• _Assignment_
How many lines in the entries below contain the word "Each", with case counting? Reply with the number alone.
=== Dataset content ===
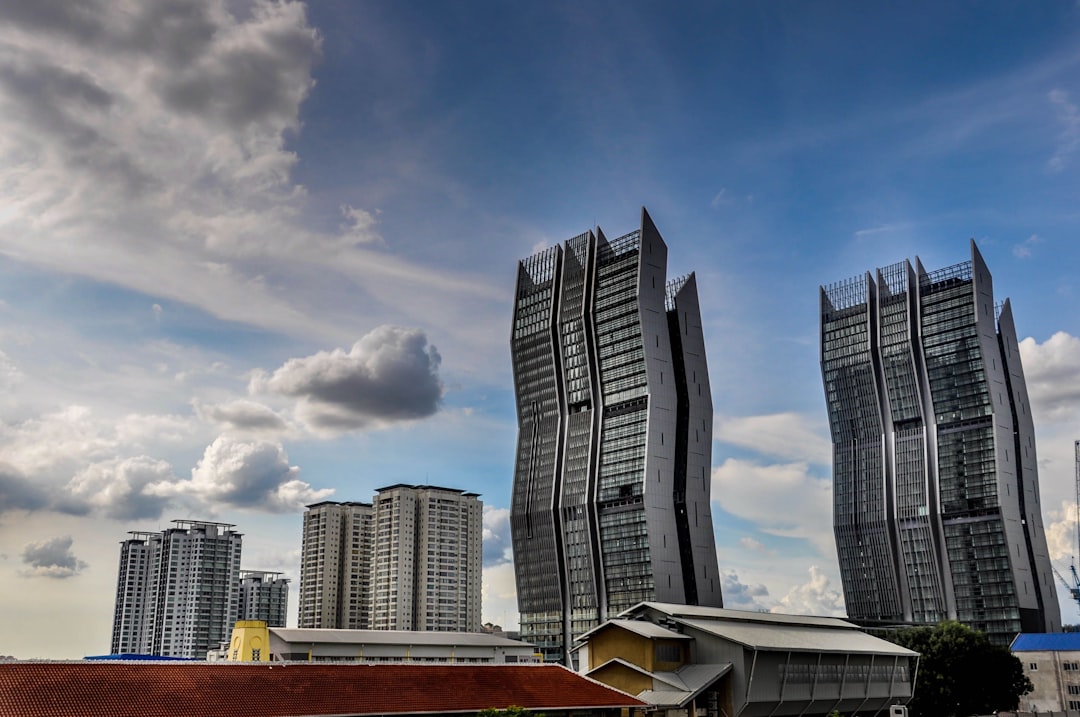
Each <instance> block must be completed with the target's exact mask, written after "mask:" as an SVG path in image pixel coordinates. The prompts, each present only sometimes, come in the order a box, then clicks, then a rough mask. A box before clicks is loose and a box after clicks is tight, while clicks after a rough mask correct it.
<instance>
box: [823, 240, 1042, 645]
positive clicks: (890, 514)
===
=== Dataset content ===
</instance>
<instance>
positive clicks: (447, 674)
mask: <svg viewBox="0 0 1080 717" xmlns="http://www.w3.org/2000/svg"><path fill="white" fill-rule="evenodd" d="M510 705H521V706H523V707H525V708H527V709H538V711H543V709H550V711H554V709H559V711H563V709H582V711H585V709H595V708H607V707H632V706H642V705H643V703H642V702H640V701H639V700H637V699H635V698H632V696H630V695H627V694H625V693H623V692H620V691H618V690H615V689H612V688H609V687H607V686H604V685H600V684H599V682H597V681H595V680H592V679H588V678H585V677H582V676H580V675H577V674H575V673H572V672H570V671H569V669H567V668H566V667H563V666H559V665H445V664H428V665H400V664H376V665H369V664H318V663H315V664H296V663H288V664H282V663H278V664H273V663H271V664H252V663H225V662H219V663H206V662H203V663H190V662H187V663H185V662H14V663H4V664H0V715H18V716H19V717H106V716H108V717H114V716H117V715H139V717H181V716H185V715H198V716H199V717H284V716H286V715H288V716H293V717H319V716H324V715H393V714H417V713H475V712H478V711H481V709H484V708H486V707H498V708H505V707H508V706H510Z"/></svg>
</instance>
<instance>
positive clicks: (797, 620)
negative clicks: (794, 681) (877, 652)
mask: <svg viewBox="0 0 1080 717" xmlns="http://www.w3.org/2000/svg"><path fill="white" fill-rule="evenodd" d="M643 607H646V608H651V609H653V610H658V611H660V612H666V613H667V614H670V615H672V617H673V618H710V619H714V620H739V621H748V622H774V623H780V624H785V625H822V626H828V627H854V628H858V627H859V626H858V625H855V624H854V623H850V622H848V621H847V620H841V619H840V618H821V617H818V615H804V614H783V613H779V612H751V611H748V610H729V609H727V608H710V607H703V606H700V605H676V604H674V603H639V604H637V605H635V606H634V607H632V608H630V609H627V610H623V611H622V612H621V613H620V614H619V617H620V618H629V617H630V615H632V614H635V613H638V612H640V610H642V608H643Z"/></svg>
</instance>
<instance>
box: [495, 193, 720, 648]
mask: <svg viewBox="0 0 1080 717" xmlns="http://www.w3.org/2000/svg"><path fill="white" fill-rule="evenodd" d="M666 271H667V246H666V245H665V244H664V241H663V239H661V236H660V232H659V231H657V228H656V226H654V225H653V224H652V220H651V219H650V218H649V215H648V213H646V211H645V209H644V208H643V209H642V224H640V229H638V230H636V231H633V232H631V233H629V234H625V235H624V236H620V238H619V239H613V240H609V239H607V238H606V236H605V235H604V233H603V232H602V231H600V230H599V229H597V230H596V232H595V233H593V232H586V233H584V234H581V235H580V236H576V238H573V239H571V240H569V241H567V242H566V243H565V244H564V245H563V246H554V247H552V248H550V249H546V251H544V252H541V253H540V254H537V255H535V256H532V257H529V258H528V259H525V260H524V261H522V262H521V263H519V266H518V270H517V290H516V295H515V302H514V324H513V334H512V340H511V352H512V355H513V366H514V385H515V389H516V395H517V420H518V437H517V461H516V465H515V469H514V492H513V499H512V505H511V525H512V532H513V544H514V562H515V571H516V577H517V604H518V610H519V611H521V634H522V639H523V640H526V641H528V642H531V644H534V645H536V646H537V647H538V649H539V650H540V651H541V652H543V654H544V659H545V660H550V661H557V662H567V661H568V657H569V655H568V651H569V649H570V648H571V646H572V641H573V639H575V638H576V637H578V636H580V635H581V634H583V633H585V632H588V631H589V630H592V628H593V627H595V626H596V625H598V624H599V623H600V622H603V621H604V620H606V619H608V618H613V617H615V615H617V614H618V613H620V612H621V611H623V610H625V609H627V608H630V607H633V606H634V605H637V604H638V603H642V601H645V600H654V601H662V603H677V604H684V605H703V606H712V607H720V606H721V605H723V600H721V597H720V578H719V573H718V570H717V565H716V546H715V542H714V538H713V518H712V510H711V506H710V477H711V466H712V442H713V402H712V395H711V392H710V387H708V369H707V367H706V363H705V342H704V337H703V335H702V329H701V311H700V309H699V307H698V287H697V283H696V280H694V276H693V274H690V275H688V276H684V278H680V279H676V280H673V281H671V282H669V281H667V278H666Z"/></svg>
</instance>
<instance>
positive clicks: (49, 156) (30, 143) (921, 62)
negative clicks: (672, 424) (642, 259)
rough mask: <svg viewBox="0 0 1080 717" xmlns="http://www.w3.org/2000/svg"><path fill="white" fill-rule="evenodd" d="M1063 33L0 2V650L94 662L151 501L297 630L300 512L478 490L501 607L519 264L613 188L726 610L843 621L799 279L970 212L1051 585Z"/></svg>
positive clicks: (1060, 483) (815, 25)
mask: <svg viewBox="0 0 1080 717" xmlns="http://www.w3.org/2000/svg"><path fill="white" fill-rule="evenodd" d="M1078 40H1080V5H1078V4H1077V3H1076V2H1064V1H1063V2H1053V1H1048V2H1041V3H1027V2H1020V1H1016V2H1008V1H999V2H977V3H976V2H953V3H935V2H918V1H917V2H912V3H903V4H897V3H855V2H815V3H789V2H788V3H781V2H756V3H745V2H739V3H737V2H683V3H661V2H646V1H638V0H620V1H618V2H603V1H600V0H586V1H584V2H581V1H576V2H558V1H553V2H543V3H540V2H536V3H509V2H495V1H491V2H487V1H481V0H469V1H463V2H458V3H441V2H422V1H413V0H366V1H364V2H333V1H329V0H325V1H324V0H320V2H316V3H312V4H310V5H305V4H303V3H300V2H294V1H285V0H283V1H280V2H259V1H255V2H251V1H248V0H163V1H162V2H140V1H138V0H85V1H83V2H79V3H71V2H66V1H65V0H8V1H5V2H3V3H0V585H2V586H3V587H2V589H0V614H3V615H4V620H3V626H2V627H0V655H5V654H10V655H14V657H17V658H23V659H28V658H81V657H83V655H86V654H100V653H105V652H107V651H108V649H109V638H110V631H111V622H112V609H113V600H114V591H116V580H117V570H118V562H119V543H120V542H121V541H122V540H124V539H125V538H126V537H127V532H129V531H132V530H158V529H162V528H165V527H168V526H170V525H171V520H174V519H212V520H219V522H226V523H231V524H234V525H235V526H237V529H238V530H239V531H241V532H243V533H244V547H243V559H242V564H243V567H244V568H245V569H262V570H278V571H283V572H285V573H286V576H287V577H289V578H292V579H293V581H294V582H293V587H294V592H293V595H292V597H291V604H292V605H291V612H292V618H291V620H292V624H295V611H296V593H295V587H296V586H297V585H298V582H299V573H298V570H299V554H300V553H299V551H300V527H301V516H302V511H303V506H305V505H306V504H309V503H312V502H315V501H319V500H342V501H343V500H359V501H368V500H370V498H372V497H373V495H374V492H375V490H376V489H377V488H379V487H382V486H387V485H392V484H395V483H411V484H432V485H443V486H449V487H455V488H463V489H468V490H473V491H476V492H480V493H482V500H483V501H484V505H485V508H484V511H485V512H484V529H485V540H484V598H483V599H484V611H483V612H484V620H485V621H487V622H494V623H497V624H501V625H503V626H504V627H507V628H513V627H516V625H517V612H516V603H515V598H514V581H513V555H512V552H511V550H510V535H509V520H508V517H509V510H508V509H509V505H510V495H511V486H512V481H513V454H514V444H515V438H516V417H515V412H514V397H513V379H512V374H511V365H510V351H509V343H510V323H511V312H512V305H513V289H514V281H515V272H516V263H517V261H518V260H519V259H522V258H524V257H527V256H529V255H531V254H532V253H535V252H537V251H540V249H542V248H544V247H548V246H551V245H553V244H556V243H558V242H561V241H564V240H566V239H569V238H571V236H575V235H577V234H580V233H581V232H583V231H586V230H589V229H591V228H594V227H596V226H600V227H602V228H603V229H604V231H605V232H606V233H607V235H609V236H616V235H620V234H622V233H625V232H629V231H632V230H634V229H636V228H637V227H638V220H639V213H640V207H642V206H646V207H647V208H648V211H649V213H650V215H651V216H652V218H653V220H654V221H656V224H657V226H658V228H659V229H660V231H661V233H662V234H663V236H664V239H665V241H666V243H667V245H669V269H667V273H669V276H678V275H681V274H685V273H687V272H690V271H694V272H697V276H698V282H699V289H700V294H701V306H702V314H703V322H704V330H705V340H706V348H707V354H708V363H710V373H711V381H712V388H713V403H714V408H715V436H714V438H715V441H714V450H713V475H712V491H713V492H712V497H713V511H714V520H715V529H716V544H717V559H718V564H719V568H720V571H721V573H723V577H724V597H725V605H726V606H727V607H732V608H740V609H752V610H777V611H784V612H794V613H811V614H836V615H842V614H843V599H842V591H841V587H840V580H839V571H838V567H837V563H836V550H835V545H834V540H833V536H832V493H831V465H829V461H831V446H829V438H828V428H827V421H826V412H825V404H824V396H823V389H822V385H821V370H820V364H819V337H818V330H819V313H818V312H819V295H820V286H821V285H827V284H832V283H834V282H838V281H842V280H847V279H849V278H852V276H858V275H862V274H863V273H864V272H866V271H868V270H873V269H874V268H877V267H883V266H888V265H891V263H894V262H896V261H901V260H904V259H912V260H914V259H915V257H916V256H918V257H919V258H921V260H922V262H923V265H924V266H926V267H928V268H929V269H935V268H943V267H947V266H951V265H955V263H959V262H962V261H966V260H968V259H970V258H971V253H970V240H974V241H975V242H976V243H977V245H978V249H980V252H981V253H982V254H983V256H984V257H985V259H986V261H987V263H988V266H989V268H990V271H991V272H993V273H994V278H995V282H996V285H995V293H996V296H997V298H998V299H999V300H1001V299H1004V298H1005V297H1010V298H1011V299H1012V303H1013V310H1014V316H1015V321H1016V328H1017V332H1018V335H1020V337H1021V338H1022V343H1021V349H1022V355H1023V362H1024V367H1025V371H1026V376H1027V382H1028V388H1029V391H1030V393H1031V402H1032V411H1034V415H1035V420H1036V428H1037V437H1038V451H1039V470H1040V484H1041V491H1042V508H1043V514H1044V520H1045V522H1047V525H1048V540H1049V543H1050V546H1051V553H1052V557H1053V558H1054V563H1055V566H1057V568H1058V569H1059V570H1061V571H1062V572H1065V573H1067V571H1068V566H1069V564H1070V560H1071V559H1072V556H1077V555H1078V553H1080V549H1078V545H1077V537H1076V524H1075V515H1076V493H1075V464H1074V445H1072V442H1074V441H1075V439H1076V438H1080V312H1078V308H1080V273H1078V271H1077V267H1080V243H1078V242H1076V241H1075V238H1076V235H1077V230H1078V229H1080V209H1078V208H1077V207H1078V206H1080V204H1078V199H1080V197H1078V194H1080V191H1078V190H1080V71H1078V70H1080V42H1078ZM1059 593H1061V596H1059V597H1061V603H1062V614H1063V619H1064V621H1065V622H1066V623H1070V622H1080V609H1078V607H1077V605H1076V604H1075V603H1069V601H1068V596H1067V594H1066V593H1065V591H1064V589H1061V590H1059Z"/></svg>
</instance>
===
=== Dataset content ===
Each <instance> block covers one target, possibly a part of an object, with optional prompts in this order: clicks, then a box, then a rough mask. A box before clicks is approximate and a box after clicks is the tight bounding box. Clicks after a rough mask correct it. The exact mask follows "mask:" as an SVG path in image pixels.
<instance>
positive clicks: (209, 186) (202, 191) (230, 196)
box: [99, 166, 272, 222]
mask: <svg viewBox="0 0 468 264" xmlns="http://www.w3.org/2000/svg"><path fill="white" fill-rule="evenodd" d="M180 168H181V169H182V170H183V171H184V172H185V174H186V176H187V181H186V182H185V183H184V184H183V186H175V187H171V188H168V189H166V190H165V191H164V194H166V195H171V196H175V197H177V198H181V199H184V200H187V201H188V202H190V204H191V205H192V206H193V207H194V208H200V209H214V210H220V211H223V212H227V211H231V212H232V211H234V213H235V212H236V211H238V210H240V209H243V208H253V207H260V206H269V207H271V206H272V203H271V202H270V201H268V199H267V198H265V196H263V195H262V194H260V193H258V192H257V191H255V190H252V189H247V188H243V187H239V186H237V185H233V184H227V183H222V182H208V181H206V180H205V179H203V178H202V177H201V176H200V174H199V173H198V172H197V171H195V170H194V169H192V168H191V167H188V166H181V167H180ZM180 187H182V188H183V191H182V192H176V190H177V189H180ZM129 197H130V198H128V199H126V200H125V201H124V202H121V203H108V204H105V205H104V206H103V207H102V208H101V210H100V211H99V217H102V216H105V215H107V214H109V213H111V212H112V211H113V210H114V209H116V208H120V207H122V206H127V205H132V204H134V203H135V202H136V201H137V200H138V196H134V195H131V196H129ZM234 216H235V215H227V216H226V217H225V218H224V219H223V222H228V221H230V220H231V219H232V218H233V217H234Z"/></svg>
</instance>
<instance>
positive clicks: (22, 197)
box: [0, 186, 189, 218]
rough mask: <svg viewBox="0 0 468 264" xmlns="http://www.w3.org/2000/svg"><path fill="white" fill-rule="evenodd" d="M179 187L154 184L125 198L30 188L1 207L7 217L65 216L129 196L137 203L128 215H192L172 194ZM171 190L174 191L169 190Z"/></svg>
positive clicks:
===
• _Answer to this task_
2